Work to complete: Recast every line of the records below as a Markdown table with two columns, No and Entry. Number the rows in order and leave out blank lines.
────────
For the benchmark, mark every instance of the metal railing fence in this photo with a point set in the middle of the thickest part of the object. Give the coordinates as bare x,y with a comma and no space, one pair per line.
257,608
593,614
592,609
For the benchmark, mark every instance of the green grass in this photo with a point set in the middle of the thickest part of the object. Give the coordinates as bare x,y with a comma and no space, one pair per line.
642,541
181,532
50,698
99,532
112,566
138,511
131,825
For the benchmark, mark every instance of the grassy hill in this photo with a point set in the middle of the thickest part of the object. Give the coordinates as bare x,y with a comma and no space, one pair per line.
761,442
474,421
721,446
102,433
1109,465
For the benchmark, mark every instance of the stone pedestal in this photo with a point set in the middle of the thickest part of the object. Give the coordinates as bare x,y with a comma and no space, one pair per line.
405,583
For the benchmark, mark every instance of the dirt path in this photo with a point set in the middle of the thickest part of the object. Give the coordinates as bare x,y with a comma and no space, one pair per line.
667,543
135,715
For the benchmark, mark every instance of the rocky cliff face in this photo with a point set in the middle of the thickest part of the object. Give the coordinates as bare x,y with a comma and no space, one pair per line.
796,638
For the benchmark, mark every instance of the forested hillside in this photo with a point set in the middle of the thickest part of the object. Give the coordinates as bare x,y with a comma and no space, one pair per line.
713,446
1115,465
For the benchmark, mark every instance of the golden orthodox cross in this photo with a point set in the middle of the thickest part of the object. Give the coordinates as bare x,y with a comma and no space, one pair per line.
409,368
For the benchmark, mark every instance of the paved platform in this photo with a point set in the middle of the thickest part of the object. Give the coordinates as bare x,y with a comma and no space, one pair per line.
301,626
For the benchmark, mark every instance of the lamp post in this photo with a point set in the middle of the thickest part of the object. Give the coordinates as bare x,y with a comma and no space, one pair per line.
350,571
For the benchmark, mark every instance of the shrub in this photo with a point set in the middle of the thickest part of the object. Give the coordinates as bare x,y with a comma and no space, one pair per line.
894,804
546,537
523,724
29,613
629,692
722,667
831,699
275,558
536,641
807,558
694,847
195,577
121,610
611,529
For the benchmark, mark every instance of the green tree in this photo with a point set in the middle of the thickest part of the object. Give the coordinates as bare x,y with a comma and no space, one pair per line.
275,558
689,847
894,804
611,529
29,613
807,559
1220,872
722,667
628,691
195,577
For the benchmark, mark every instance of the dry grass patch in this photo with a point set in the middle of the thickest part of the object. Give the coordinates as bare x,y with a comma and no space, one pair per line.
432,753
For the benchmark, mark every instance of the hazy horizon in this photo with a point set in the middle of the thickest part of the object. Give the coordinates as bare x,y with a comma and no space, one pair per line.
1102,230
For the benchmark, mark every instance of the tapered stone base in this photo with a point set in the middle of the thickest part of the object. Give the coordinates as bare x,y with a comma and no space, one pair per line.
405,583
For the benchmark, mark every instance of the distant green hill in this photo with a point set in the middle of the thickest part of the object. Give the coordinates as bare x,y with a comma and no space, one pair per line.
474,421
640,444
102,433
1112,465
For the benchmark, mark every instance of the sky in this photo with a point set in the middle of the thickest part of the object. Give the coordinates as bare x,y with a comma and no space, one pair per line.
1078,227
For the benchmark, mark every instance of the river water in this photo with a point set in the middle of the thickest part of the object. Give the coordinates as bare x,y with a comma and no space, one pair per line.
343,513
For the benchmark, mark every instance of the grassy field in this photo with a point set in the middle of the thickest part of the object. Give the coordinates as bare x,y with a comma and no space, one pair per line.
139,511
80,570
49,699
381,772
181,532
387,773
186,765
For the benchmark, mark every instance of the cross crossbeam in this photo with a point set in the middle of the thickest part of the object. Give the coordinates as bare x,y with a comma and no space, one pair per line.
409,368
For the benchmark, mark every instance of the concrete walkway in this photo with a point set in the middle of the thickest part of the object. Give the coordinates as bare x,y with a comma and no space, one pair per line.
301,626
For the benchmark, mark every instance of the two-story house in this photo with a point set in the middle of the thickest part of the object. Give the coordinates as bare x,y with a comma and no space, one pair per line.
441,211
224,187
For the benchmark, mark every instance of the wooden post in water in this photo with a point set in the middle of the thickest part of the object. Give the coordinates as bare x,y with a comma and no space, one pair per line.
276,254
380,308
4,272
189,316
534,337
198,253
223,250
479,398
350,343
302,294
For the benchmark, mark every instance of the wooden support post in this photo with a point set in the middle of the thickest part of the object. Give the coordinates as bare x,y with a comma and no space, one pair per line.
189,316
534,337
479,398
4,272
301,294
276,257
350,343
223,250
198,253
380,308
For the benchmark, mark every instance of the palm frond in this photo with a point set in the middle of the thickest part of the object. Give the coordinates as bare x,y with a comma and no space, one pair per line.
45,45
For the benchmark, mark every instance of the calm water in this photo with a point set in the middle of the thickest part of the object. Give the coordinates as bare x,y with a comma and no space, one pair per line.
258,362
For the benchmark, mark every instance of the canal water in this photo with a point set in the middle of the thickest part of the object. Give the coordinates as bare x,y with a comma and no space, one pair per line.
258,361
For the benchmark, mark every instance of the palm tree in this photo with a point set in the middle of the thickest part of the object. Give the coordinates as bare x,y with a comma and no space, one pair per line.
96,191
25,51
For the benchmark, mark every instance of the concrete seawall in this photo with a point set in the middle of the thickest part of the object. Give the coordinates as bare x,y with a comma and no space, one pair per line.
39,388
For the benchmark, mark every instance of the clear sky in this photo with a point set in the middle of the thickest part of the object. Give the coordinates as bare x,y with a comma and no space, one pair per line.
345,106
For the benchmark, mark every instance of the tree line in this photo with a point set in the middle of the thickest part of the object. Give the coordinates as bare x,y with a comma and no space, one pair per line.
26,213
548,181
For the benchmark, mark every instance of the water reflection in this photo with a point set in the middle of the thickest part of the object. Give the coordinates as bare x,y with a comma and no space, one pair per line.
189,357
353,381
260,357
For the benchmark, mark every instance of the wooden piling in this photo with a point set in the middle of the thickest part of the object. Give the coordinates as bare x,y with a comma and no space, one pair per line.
────────
Response for this exercise:
| No | Entry |
|---|---|
| 1 | For the benchmark, mark every instance of the metal railing fence in this photo with a point set in the middle of the thickest part of the object. Give the coordinates as bare x,y with a comma and no space, one pair per line. |
| 2 | 257,608 |
| 3 | 593,614 |
| 4 | 592,609 |
| 5 | For the benchmark, mark every instance of the green grass in this photo with a point set in the middle of the thickest part of the object. Give the coordinates as bare x,y with a comma and no space, one pair per line. |
| 6 | 642,541 |
| 7 | 181,532 |
| 8 | 50,698 |
| 9 | 99,532 |
| 10 | 112,566 |
| 11 | 138,511 |
| 12 | 131,825 |
| 13 | For the benchmark, mark every instance of the grassy hill in this photo with a point set in the middle of the thickest part of the object. Give the coordinates as bare x,y with a comma and no space, one pair per line. |
| 14 | 761,442 |
| 15 | 474,421 |
| 16 | 721,446 |
| 17 | 102,433 |
| 18 | 1109,465 |
| 19 | For the benchmark, mark every instance of the stone pedestal in this photo with a point set in the middle of the thickest part of the object. Give the coordinates as bare x,y with a comma and no space, one pair per line. |
| 20 | 405,583 |
| 21 | For the benchmark, mark every instance of the dirt path in this photo with a point set in the middle of the thickest part of the object. Give the coordinates as bare x,y with a comma and no space, one pair per line. |
| 22 | 667,543 |
| 23 | 135,715 |
| 24 | For the benchmark, mark every instance of the rocky cliff face in this photo with a point set in the middle of the thickest part of the object. Give the coordinates as bare x,y with a comma and no space, one pair per line. |
| 25 | 796,638 |
| 26 | For the benchmark, mark every instance of the forested hillside in this photo with a point set in the middle of the thickest part of the object. Give the coordinates as bare x,y with a comma and no space, one pair per line. |
| 27 | 713,446 |
| 28 | 1115,465 |
| 29 | For the benchmark, mark every instance of the golden orthodox cross in this photo with a point set in the middle of the thickest part of the object. Give the coordinates as bare x,y with a comma and no space, one pair per line. |
| 30 | 409,368 |
| 31 | For the benchmark, mark every instance of the paved platform in this photo with a point set in the middle of the thickest part of the object. Give the coordinates as bare x,y with a comma and no space, one pair per line. |
| 32 | 301,626 |
| 33 | For the benchmark, mark every instance of the lamp post in this photo with a point set in the middle of the thickest part of the object. Give the coordinates as bare x,y with a comma and no space, one pair per line. |
| 34 | 350,571 |
| 35 | For the benchmark, mark every instance of the shrub in this photo with a point set in the middle of the thickest part of the object. Give the coordinates as bare x,y with a comma and no space, one pair per line. |
| 36 | 894,804 |
| 37 | 546,537 |
| 38 | 523,724 |
| 39 | 29,613 |
| 40 | 629,692 |
| 41 | 722,667 |
| 42 | 831,699 |
| 43 | 275,558 |
| 44 | 536,641 |
| 45 | 807,558 |
| 46 | 694,847 |
| 47 | 195,577 |
| 48 | 121,610 |
| 49 | 611,529 |
| 50 | For the benchmark, mark every instance of the green tree in this photo with a point set in the middle of the thickest part of the object. Give the coordinates as bare x,y with a comma and no space, one pair per line. |
| 51 | 275,558 |
| 52 | 689,847 |
| 53 | 894,804 |
| 54 | 611,529 |
| 55 | 29,613 |
| 56 | 807,559 |
| 57 | 1220,872 |
| 58 | 722,667 |
| 59 | 628,691 |
| 60 | 195,577 |
| 61 | For the benchmark, mark every instance of the dry grass patch in this photo with a point set in the middle of the thickest part of the object. Give the coordinates as bare x,y with a comma and no space, one pair per line. |
| 62 | 432,753 |
| 63 | For the benchmark, mark every instance of the hazy horizon in this photo with a point set in the middle of the thickest part of the object. Give the coordinates as bare x,y with a comma and no space, one pair per line. |
| 64 | 1102,230 |
| 65 | For the benchmark, mark every instance of the tapered stone base in this photo with a point set in the middle of the thickest part of the object. Give the coordinates as bare x,y with a comma and no space, one pair per line. |
| 66 | 405,583 |
| 67 | For the benchmark, mark every instance of the distant green hill in this photo with a point set in the middle of the thickest part of the object. Give the coordinates as bare x,y with a comma and no space, one pair per line. |
| 68 | 474,421 |
| 69 | 640,444 |
| 70 | 102,433 |
| 71 | 1112,465 |
| 72 | For the benchmark, mark every instance of the sky in this photo with a point set in the middle of the thickest part of the object. Give the coordinates as bare x,y with a comma and no space, one pair per line. |
| 73 | 1078,227 |
| 74 | For the benchmark, mark every instance of the river water in this photo with a point set in the middle of the thickest part of the object. Give the coordinates as bare x,y with a comma and no space, one pair per line. |
| 75 | 343,513 |
| 76 | For the benchmark, mark every instance of the grassy field in this photo with a point set in the middle of the thickest part of the object. Give the coordinates as bare x,y with a comma and no space, one pair per line. |
| 77 | 139,511 |
| 78 | 80,570 |
| 79 | 49,699 |
| 80 | 381,772 |
| 81 | 181,532 |
| 82 | 387,773 |
| 83 | 186,765 |
| 84 | For the benchmark, mark every instance of the cross crossbeam in this photo with a point set in the middle of the thickest part of the object. Give the coordinates as bare x,y with a comma and no space, one pair per line. |
| 85 | 409,368 |
| 86 | For the benchmark, mark every instance of the concrete walkway in this photo with a point set in the middle of the thickest part of the object. Give the coordinates as bare x,y with a comma and no space, one pair per line. |
| 87 | 301,626 |
| 88 | For the benchmark, mark every instance of the two-story house in this photo with a point set in the middle of the thickest part of the object. Give the coordinates as bare x,y with a comma and no space, one pair per line. |
| 89 | 441,211 |
| 90 | 224,187 |
| 91 | For the benchmark, mark every instance of the wooden post in water in this photo with a point set in the middle of the thickest part of the object. Give the coordinates as bare x,y with a comma and no space, one pair per line. |
| 92 | 276,254 |
| 93 | 380,308 |
| 94 | 4,272 |
| 95 | 189,316 |
| 96 | 534,337 |
| 97 | 198,253 |
| 98 | 223,250 |
| 99 | 479,398 |
| 100 | 350,343 |
| 101 | 302,294 |
| 102 | For the benchmark, mark every instance of the wooden support post in this photo with a point set in the middle of the thickest part of the object. Give the coordinates as bare x,y with a comma and no space, one pair per line. |
| 103 | 189,316 |
| 104 | 534,337 |
| 105 | 479,398 |
| 106 | 4,272 |
| 107 | 301,294 |
| 108 | 276,257 |
| 109 | 350,343 |
| 110 | 223,250 |
| 111 | 198,253 |
| 112 | 380,308 |
| 113 | For the benchmark, mark every instance of the palm frond in this photo with a point set in the middle of the thickest part of the object. Give the coordinates as bare x,y with a comma and no space, one pair per line. |
| 114 | 45,45 |
| 115 | For the benchmark, mark every instance of the calm water in this photo with a point set in the middle of the thickest part of the object. Give the coordinates as bare x,y with a comma and no space, one pair per line. |
| 116 | 258,362 |
| 117 | For the benchmark, mark every instance of the canal water in this photo with a point set in the middle of the thickest part of the object. Give the coordinates as bare x,y with a comma and no space, one pair per line. |
| 118 | 258,361 |
| 119 | For the benchmark, mark every instance of the palm tree in this photo with a point set in the middle of the thickest part of the object. Give the coordinates as bare x,y with a comma and no space, one pair per line. |
| 120 | 96,191 |
| 121 | 25,51 |
| 122 | For the benchmark, mark every instance of the concrete seawall in this photo with a point set in the middle of the thickest part of the object. Give the coordinates as bare x,y with a comma and no space, one pair per line. |
| 123 | 39,388 |
| 124 | For the benchmark, mark every instance of the clear sky in this photo with a point set in the middle of the thickest part of the object. Give the coordinates as bare x,y with a comma and no space, one pair per line. |
| 125 | 345,106 |
| 126 | For the benchmark, mark every instance of the tree line in this photo with a point set in the middle of the thickest part of the object. Give the coordinates as bare x,y with a comma and no space, one pair per line. |
| 127 | 26,213 |
| 128 | 548,181 |
| 129 | For the benchmark, mark every instance of the water reflection in this photo with a point set in the middle of the thickest part of the object. Give the coordinates as bare x,y with a comma and no space, one pair per line. |
| 130 | 189,357 |
| 131 | 353,381 |
| 132 | 260,357 |
| 133 | For the benchmark, mark every instance of the wooden piling in this photo with a point set in the middle of the thickest part of the object. Give the coordinates as bare x,y with a comma and no space, one pair per line. |